[TEXTO DE LECTURA]
※ ※ ※
Así, los padres, los hermanos mayores, los tíos y abuelos… todos deben ser modelos de conducta para que el ambiente en el que se desenvuelve el niño sea saludable. Es frecuente que cuando los padres están separados, el progenitor que menos tiempo comparte con el pequeño tienda a intentar halagarlo con comidas fuera de casa en las que «se baja la guardia nutricional».
Alimentación infantil saludable: estrategia de largo recorrido
En la infancia, es frecuente que las conductas alimentarias presenten una clara tendencia a la estabilidad temporal y, como dice el dietista-nutricionista Julio Basulto, hay que establecer estrategias a largo plazo, pues los niños imitan siempre lo que ven, ya que no tienen otra manera de aprender.
De este modo, si en casa no hay bollería ni bolsas de patatas fritas, ni zumos ni lácteos azucarados, porque no han sido incorporados al carro de compra, será mucho más sencillo no picar alimentos insanos -ni los menores ni nosotros mismos-, cuando entre horas estamos algo aburridos o aún queda una hora para la comida o la cena. Este intervalo de tiempo, justo antes de que esté preparada la comida, es bastante «peligroso», pues las acometidas de la grelina (la hormona que hace que se sienta hambre) son poderosas y no es complicado caer en picar productos de fácil y rápido consumo, tanto nosotros mismos como, por consiguiente, nuestros hijos.
Comer en familia, sin mirar la televisión o el móvil, es un factor protector de desequilibrios en la ingesta, tanto en calidad como en cantidad, a la hora de alimentarse. No podemos exigir a nuestra prole que no mire pantallas, si nosotros estamos todo el día chateando por WhatsApp, mirando vídeos en YouTube y estando más atentos a los sonidos que anuncian llegadas de mensajes o retuits que a las conversaciones que se plantean en la mesa.
Tampoco funciona obligar a comer fruta o verdura. La manera más efectiva de trabajar este asunto es dejando por toda la casa, en varias fuentes que sean decorativas, fruta apetitosa o frutos secos y comiéndolos a cualquier hora (ni la fruta ni los frutos secos engordan, ni entre horas ni antes ni después de la comida, ni después de la cena), de modo que los niños nos vean de manera diaria, habitual y sin «teatritos» que nosotros la consumimos. Igual sucede con las hortalizas y verduras: coger unas tiras de zanahoria o unos tomatitos cherry debería ser tan normal como beberse un vaso de agua. Tampoco sirve decirle al pequeño que si come zanahorias tendrá una vista de lince o que si come brócoli jamás tendrá enfermedades. Primero porque no es verdad y segundo porque los niños no son tontos; saben que estamos exagerando las virtudes de esos alimentos para inducir una respuesta positiva por su parte.
En definitiva, servir de modelos nutricionales para los hijos en cualquier lugar y circunstancia es la mejor manera de conseguir que, a la larga, el niño se convierta en un adulto que tendrá la comida saludable siempre presente en su esquema de vida, ya que ha sido lo normal y lo que ha visto el 99% de los días en su casa. Pero esto es una tarea colectiva. Como comenzamos el artículo con una reflexión célebre, lo acabaremos con un proverbio africano igual de ejemplar: «Para criar a un niño hace falta la tribu entera».
※ ※ ※
Copia de nuevo el texto sobre alimentación infantil desde "De este modo, si" hasta "consiguiente, nuestros hijos.", sustituyendo "bollería" por "galletas".

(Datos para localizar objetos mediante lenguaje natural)
※ ※ ※
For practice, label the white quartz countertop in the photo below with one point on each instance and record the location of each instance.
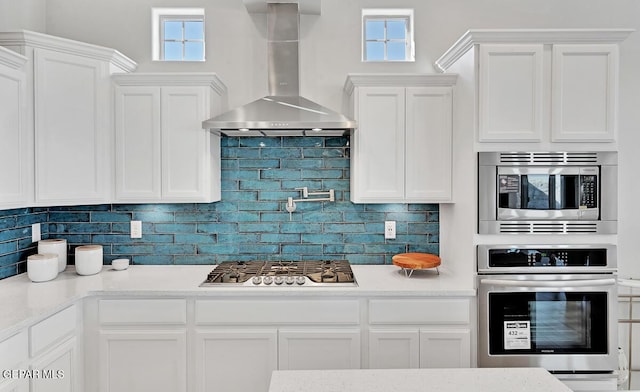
(23, 302)
(417, 380)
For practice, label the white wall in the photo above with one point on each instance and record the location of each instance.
(330, 48)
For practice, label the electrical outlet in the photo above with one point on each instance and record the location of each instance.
(136, 229)
(390, 230)
(36, 234)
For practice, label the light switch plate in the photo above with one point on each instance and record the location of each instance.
(136, 229)
(390, 230)
(36, 234)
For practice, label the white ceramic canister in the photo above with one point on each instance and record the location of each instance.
(57, 246)
(42, 267)
(88, 259)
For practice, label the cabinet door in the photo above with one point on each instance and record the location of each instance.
(184, 143)
(138, 144)
(16, 148)
(377, 160)
(428, 144)
(445, 348)
(59, 369)
(510, 93)
(235, 360)
(315, 349)
(72, 129)
(584, 92)
(394, 349)
(143, 360)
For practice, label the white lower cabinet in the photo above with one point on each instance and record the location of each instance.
(143, 360)
(315, 348)
(235, 360)
(419, 348)
(142, 345)
(58, 369)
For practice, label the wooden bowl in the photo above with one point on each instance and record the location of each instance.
(413, 261)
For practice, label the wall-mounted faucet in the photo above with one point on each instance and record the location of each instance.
(304, 192)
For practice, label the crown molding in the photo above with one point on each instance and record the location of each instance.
(526, 36)
(64, 45)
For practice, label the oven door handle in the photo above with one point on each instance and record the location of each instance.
(549, 283)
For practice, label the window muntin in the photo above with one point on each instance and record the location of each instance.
(178, 34)
(387, 35)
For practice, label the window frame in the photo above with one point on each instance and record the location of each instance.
(391, 14)
(162, 15)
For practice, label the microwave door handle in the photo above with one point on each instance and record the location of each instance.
(549, 283)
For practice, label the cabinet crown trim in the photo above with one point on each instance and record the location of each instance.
(397, 80)
(528, 36)
(11, 59)
(172, 79)
(64, 45)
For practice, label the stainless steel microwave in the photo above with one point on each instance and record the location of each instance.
(547, 192)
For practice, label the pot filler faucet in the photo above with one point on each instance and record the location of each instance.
(304, 191)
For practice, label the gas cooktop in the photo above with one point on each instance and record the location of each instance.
(330, 273)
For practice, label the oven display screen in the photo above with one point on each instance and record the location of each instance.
(548, 323)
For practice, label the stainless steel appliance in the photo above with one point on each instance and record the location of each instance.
(330, 273)
(548, 306)
(547, 192)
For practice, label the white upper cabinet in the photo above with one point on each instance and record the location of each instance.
(68, 84)
(401, 151)
(541, 86)
(16, 148)
(162, 152)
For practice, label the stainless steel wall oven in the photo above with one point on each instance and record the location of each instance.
(548, 306)
(547, 192)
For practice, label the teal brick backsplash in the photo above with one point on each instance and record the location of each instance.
(258, 174)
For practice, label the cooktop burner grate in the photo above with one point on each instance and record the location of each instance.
※ ※ ※
[RESPUESTA]
De este modo, si en casa no hay galletas ni bolsas de patatas fritas, ni zumos ni lácteos azucarados, porque no han sido incorporados al carro de compra, será mucho más sencillo no picar alimentos insanos -ni los menores ni nosotros mismos-, cuando entre horas estamos algo aburridos o aún queda una hora para la comida o la cena. Este intervalo de tiempo, justo antes de que esté preparada la comida, es bastante «peligroso», pues las acometidas de la grelina (la hormona que hace que se sienta hambre) son poderosas y no es complicado caer en picar productos de fácil y rápido consumo, tanto nosotros mismos como, por consiguiente, nuestros hijos.